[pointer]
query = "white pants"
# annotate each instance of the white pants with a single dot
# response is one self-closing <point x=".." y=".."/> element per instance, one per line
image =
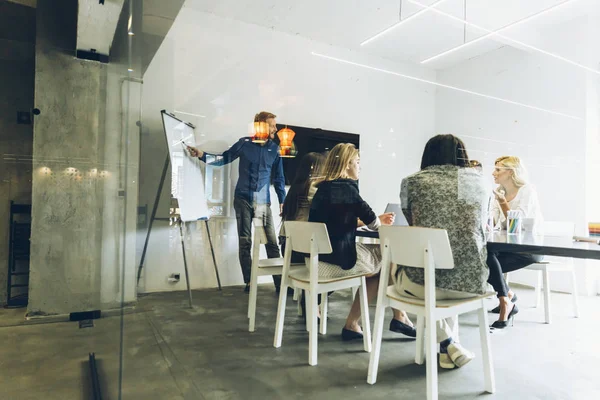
<point x="446" y="328"/>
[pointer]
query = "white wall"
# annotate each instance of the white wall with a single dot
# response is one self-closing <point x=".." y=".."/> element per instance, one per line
<point x="227" y="71"/>
<point x="552" y="146"/>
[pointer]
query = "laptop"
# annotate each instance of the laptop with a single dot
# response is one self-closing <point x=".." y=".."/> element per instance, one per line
<point x="400" y="219"/>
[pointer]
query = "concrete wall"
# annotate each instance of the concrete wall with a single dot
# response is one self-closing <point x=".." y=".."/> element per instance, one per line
<point x="66" y="198"/>
<point x="85" y="175"/>
<point x="85" y="170"/>
<point x="17" y="70"/>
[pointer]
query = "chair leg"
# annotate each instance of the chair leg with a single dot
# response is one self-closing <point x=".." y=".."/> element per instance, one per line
<point x="252" y="301"/>
<point x="575" y="295"/>
<point x="311" y="307"/>
<point x="488" y="365"/>
<point x="538" y="290"/>
<point x="547" y="306"/>
<point x="323" y="306"/>
<point x="364" y="314"/>
<point x="280" y="315"/>
<point x="420" y="350"/>
<point x="376" y="351"/>
<point x="431" y="359"/>
<point x="298" y="292"/>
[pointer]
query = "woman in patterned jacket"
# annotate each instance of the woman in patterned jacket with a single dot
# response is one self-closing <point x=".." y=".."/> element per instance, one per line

_ _ _ _

EXERCISE
Exactly as they appear above, print all the lines, but not the pictures.

ANSWER SECTION
[pointer]
query = "white pants"
# annotate each instance of the white pants with a single dot
# response is one self-closing <point x=".." y=".."/> element per instance, one per line
image =
<point x="446" y="328"/>
[pointer]
query = "white wall"
# annotate each instance of the white wall with a single dot
# response is one self-closing <point x=".." y=".."/> element per instance, one per line
<point x="227" y="71"/>
<point x="552" y="146"/>
[pointer]
query = "laptop"
# annotate each instance of the laptop with a single dot
# response is one self-closing <point x=".." y=".."/> element per instance, one per line
<point x="400" y="219"/>
[pointer]
query = "concrete wall"
# annotate each instance of the concrete wall with a single dot
# response is one self-closing <point x=".." y=".."/> element per instance, one per line
<point x="66" y="198"/>
<point x="85" y="175"/>
<point x="85" y="170"/>
<point x="17" y="70"/>
[pointer]
query = "chair leg"
# annotate each instance of the chair leg with a single dot
# response is one self-closing <point x=".." y=".."/> element per instance, one per line
<point x="252" y="301"/>
<point x="575" y="295"/>
<point x="311" y="307"/>
<point x="488" y="365"/>
<point x="538" y="290"/>
<point x="547" y="306"/>
<point x="323" y="306"/>
<point x="364" y="314"/>
<point x="280" y="315"/>
<point x="420" y="350"/>
<point x="376" y="351"/>
<point x="431" y="359"/>
<point x="298" y="292"/>
[pointer]
query = "woman in patterned jacket"
# annotate each instance of the woman in patterned jacket with a single dot
# response is one self-closing <point x=".." y=".."/> element per instance, one per line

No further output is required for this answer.